Source text -
Toilets are an integral, yet, often neglected part of buildings and structures. While toilets demonstrate sanitation practices of an organization, it is not the only thing that could be studied through observation of toilets. Along with sanitation practices, gender relations, social inclusion and monitoring and surveillance system could also be observed through toilets and this paper aims to study this socio-cultural aspect of toilets where it becomes a representation of the organization it is embedded in.

In doing so, the paper adopts the debate of “mainland” and “island” (van der Geest and Frinkler, 2004)[1] where it argues that toilets at Tribhuvan University could be viewed as a “mainland” which represents the institution’s social and cultural values, demonstrates the relations between people concerned, their sense of responsibility and their everyday practices when it comes to use of ‘public’ services and spaces. This paper is based on research carried out for completion of Master’s degree in Anthropology. The major methods of data collection includes two years of participant observation (from 2014-2016) of the authors as the graduate students at Central Department of Anthropology, informal conversations and key informant interviews with the students, teachers and staffs using and responsible for maintaining the toilets at clock tower building at the university.


[1] In their work, van der Geest and Finkler (2004) talk about how hospitals are not merely identical clones of global biomedical model and the hospital as the foremost institution of biomedicine is a space where the core beliefs and values of a culture become visible. The hospitals reflect and reinforce dominant social and cultural processes of their societies.

Stored data entries:

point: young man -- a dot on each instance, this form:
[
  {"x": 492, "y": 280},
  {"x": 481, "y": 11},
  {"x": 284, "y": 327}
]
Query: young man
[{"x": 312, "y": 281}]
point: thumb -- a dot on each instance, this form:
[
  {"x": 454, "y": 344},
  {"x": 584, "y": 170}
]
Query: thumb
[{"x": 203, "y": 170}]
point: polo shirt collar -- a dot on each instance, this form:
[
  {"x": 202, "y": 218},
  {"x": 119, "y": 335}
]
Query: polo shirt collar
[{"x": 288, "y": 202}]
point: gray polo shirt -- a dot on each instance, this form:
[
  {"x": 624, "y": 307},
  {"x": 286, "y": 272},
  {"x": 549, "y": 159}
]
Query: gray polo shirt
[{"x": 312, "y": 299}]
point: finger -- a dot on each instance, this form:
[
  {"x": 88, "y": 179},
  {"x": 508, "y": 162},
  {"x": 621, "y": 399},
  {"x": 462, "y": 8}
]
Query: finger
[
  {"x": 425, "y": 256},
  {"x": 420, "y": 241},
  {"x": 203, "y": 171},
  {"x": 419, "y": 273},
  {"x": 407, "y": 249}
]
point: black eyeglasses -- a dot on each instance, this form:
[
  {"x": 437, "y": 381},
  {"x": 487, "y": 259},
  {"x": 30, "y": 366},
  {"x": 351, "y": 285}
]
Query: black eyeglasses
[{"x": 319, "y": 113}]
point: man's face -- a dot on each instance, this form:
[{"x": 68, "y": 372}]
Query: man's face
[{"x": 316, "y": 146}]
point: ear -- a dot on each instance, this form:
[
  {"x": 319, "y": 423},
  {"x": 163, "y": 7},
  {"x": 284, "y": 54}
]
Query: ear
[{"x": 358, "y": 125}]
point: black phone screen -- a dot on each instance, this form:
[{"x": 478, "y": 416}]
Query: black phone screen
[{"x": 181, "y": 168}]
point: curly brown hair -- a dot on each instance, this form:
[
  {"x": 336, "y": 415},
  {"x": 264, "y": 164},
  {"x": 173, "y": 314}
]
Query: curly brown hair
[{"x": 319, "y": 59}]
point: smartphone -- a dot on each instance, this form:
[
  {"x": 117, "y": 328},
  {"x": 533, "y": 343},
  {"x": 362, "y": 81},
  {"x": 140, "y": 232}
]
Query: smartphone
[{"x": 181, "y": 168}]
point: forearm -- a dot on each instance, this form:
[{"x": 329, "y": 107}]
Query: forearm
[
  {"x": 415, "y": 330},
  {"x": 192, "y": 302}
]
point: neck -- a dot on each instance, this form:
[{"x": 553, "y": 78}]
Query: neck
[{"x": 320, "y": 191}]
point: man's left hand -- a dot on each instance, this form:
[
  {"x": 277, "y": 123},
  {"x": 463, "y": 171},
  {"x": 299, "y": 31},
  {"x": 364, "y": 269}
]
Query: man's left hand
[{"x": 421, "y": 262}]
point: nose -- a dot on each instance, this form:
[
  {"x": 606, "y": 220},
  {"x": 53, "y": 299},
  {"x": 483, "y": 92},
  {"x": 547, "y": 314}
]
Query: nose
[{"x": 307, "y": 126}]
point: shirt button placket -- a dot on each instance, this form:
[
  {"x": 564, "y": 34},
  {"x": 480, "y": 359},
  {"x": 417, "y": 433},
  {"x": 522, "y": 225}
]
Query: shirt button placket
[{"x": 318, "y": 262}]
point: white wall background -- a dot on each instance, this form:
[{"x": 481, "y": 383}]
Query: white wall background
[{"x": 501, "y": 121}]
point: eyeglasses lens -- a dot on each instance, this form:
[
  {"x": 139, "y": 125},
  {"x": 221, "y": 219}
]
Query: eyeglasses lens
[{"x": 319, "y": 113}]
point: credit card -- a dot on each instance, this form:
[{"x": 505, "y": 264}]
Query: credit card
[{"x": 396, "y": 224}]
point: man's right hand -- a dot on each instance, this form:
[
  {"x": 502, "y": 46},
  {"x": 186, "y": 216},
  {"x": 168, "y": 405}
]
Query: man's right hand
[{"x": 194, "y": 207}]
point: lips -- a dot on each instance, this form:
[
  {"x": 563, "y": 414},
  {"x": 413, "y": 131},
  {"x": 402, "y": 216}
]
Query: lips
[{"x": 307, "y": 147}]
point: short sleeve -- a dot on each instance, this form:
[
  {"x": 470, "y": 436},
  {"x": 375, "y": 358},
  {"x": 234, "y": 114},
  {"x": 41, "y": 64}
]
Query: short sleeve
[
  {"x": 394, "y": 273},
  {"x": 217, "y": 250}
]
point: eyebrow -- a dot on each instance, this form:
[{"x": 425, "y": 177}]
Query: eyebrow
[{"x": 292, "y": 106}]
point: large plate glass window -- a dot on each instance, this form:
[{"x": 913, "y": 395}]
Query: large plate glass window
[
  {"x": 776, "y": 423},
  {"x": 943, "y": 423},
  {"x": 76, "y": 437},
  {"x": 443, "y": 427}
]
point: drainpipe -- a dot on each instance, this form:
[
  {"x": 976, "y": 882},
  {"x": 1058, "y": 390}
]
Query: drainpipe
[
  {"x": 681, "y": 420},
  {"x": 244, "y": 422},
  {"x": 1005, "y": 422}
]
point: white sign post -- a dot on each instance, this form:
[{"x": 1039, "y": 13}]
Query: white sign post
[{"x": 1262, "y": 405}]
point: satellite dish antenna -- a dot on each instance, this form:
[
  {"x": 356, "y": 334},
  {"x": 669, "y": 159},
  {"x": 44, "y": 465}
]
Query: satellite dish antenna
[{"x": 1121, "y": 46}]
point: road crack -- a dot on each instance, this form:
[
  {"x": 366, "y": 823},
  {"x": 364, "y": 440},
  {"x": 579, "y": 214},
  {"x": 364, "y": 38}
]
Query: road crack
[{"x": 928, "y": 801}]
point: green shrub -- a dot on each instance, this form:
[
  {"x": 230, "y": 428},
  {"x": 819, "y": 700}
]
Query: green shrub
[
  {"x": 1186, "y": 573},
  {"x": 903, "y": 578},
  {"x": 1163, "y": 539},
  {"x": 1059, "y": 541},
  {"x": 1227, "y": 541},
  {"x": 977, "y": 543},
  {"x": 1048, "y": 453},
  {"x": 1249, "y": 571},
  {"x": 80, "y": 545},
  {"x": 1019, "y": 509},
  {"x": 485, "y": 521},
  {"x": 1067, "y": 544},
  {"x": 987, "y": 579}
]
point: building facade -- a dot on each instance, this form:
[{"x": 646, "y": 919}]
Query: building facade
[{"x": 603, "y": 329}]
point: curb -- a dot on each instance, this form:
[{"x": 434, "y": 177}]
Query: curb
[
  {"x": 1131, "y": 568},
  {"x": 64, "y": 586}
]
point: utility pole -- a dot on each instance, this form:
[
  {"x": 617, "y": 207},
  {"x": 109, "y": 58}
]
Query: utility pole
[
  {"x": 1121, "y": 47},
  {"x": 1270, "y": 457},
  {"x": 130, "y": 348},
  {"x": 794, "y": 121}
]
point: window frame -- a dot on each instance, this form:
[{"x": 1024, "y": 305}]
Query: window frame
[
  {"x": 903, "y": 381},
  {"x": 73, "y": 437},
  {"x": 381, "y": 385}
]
==
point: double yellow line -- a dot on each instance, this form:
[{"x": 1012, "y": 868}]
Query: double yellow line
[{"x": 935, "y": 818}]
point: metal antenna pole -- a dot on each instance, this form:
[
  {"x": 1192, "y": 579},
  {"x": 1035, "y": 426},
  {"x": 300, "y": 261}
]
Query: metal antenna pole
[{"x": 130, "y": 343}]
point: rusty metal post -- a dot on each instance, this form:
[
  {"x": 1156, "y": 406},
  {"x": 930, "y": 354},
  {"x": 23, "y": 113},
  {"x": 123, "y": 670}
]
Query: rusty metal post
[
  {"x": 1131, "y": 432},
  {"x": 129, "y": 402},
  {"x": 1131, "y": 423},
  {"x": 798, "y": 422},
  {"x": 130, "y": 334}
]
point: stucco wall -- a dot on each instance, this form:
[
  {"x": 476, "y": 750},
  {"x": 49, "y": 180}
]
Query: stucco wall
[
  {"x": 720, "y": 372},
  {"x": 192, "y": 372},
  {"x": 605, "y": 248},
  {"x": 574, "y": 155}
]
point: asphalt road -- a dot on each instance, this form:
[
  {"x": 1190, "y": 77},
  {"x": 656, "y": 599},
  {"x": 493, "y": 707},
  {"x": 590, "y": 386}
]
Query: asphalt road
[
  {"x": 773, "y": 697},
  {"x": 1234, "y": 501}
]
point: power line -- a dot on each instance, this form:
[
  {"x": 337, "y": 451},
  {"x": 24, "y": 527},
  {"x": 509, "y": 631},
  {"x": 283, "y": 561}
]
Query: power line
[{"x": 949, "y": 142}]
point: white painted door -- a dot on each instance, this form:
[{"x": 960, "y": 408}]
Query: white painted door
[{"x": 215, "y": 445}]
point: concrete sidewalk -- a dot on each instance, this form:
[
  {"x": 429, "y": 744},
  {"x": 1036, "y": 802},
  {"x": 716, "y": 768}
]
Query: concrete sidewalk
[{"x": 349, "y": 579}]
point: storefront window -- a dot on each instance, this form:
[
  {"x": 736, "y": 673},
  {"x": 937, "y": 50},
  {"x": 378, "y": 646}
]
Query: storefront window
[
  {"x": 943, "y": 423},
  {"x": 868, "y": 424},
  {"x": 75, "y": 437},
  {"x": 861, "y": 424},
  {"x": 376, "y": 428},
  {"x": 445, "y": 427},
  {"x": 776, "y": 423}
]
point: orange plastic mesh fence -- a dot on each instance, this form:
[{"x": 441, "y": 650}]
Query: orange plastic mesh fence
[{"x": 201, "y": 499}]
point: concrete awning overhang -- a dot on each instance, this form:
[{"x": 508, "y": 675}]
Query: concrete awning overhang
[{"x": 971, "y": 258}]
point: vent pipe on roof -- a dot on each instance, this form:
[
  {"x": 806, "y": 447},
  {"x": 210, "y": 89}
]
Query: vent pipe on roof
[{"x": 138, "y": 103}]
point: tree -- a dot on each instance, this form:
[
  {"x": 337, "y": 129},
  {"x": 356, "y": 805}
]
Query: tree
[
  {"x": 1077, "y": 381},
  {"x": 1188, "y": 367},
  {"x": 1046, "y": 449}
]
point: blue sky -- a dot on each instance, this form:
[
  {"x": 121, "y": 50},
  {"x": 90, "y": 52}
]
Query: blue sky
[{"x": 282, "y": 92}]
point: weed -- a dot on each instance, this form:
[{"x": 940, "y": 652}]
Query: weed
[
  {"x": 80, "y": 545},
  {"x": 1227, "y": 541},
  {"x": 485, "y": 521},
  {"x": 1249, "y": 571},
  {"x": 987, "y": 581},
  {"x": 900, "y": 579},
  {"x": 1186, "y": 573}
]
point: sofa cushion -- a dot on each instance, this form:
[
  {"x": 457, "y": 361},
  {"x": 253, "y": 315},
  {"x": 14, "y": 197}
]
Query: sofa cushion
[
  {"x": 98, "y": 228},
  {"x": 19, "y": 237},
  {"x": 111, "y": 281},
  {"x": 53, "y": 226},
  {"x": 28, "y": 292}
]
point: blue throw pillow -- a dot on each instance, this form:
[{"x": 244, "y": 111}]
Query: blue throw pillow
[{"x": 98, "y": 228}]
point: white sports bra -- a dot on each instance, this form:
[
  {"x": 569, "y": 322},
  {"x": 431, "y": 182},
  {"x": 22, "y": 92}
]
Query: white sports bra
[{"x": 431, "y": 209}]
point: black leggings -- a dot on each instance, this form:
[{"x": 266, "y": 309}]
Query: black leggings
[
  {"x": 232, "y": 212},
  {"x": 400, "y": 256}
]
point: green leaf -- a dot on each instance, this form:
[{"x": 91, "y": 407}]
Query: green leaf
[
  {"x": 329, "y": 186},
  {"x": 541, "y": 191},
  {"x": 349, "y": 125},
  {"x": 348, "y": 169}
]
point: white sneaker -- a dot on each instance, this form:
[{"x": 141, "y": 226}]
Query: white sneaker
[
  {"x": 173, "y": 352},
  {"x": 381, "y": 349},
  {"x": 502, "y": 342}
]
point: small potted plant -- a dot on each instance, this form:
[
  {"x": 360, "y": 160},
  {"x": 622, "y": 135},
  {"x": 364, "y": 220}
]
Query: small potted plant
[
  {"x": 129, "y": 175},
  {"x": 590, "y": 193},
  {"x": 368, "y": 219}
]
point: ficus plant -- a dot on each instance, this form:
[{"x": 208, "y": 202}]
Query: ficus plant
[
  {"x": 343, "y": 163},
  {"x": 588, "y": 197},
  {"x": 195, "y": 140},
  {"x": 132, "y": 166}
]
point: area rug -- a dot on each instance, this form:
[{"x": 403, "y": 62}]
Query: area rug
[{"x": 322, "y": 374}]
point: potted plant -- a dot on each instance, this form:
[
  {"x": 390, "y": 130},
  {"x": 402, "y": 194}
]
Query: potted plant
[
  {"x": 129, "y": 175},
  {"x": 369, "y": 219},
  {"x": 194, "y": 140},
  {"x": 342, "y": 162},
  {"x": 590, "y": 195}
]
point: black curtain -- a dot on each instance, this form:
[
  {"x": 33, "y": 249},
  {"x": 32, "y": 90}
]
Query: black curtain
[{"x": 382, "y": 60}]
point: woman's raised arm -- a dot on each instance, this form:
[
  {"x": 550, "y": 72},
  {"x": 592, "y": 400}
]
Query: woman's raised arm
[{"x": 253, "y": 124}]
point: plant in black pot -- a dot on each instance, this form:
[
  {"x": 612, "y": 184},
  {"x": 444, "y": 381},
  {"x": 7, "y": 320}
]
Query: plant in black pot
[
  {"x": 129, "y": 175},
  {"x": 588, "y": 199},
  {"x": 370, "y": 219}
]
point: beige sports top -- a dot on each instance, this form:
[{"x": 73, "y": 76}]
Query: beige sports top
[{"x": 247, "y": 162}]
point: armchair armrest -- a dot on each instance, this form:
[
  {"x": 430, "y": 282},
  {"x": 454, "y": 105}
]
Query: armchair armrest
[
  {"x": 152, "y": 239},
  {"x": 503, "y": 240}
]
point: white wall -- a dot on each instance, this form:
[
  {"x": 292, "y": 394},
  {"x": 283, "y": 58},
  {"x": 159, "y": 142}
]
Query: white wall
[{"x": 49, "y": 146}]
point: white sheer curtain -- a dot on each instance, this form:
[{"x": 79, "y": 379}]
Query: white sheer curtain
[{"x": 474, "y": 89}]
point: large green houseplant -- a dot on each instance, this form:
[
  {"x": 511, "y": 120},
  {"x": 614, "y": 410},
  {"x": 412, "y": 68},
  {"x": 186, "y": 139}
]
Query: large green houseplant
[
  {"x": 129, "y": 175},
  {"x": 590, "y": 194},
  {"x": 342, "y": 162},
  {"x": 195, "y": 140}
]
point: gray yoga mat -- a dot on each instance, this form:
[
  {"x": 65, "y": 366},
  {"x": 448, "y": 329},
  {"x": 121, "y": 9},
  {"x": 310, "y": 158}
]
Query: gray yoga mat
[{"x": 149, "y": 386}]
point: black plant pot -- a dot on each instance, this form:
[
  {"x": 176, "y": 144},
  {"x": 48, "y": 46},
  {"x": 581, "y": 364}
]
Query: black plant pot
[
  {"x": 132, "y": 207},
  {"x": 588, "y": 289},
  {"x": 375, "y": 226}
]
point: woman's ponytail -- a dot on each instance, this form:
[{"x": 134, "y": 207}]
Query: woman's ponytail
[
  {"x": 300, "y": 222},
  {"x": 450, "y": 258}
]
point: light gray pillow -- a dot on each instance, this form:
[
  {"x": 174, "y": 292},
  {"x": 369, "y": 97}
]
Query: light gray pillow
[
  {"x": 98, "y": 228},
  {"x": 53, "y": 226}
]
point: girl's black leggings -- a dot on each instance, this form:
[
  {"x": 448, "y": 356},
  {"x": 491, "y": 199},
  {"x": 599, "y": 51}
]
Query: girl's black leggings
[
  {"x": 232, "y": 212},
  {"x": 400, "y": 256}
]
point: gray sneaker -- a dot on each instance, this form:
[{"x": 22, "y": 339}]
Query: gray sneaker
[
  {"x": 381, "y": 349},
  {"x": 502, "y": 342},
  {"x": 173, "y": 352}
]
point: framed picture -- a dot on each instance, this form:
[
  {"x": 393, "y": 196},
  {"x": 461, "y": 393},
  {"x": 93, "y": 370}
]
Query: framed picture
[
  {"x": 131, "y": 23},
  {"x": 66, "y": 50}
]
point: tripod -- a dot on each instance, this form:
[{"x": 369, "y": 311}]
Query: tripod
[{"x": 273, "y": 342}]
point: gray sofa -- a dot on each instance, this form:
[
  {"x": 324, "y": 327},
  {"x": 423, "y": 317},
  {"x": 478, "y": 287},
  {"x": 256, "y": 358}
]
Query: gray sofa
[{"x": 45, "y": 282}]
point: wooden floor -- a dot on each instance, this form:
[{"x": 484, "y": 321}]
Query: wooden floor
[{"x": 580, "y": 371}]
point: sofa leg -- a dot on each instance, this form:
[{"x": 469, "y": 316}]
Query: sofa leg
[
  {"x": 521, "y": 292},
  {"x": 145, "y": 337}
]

Parts of the exercise -
[a] In the text on toilets, which building's toilets did the research focus on?
[b] List the major methods of data collection named in the text on toilets.

Solution list -
[a] The clock tower building at Tribhuvan University.

[b]
- Two years of participant observation (2014–2016)
- Informal conversations
- Key informant interviews